### Description of the task
Transcribe the records that follow exactly. Skip the pictures.

Data records:

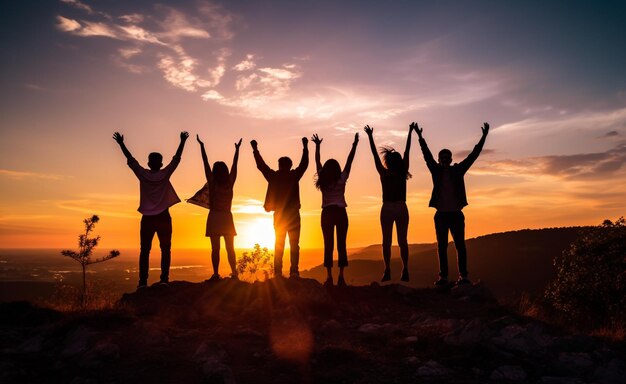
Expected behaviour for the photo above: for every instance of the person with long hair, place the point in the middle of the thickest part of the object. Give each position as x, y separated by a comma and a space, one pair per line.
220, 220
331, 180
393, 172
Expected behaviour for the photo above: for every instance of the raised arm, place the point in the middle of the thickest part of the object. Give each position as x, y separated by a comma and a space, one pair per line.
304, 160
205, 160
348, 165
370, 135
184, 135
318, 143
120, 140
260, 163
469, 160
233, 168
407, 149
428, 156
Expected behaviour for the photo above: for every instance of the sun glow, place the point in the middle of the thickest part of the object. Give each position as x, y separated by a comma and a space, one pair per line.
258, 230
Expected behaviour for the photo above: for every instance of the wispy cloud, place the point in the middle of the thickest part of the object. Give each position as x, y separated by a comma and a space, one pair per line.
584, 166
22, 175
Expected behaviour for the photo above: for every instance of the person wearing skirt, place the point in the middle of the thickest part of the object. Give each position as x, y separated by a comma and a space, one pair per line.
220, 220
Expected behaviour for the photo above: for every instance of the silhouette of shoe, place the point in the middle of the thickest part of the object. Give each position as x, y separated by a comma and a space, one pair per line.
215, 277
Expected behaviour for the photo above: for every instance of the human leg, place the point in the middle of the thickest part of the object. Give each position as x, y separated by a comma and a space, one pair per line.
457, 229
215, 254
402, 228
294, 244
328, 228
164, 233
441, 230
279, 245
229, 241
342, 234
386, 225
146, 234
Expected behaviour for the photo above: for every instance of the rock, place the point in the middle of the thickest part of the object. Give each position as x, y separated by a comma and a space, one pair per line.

### Problem solution
Expected behaviour for the photo above: for every instance of the person with long hair, place the point in the middle of the thickest part of the object. Give each position as x, y separated by a comma and a space, one pair per line.
220, 220
331, 180
393, 172
Expected behaviour for the photo above: for every instance of the raised arm, place the point in the middle of the thickest part of the object. Give each position as x, y separated by a comma and a space, one pair per line.
304, 160
205, 160
348, 165
370, 135
184, 135
318, 143
120, 140
260, 163
469, 160
233, 168
407, 149
428, 156
Expected behaviour for the photo above: for every instance of the sun glow, place the point in the middle of the thickest part of the object. Give each position as x, y separated by a comma and a space, one pair per line.
258, 230
Expected behaviour for the photo above: for every instance of the wispy cloud, place the point in the middle of the thickest part of the object. Give each position as x, y separated by a comma and a space, one pair per line.
584, 166
22, 175
Expected behaviour for the photo above: for every instance of the person wearing skirt, place the point in the middle of the thickest part of the object. Give each position as x, y separated by a comma and a space, one pair per line.
220, 220
Expected behaviour for the photo above: for every instance of the silhouette of shoe, place the point in the middle of the thickest part of the object. Give each position as x, y separated by a comma and a space, one pair per line.
215, 277
Expected behaviour for the photo above: for every instance of the human leg, place the point in the middle of the thickest part of the object. Give each position as x, y separated by a comma and a space, one pair per line.
457, 229
215, 254
402, 228
294, 244
328, 228
164, 233
441, 230
279, 245
229, 241
342, 234
386, 225
146, 234
Expected behaviour for the photo above: for every instance of the rock, place the point in the middle of the thickest part of the object. Give each position as x, y separated by a comma and a space, one pair per line.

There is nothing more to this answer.